## BEGIN

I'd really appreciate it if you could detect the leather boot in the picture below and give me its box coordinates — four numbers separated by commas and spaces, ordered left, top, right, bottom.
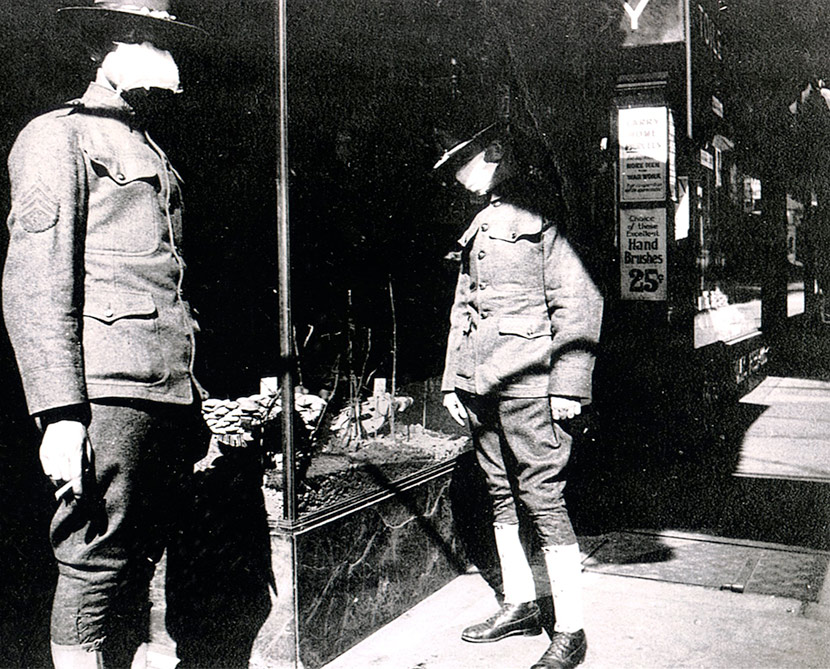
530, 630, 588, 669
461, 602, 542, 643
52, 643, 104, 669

## END
## BEGIN

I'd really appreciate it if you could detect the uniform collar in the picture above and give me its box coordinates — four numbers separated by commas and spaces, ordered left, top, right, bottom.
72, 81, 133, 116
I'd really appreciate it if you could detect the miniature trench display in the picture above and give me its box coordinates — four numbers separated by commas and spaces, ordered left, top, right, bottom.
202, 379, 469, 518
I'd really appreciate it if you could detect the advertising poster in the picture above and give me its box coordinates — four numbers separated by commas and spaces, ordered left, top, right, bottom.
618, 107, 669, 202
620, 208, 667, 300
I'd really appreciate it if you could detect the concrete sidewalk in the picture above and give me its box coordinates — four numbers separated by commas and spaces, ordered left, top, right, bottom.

## END

Present the entries starting at the line that contains "I'd really appreciate it if you could detect the uniform" and ending at the line that contains "72, 81, 133, 116" as a Markdown table with the columns Number and Content, one numbered row per line and blank lines omitted.

| Number | Content |
|---|---|
| 1 | I'd really appreciate it if you could detect the uniform collar in the picture above and give me its box coordinates — four numbers separated by commas and spaces, ordered left, top, right, bottom. |
| 2 | 72, 81, 133, 116 |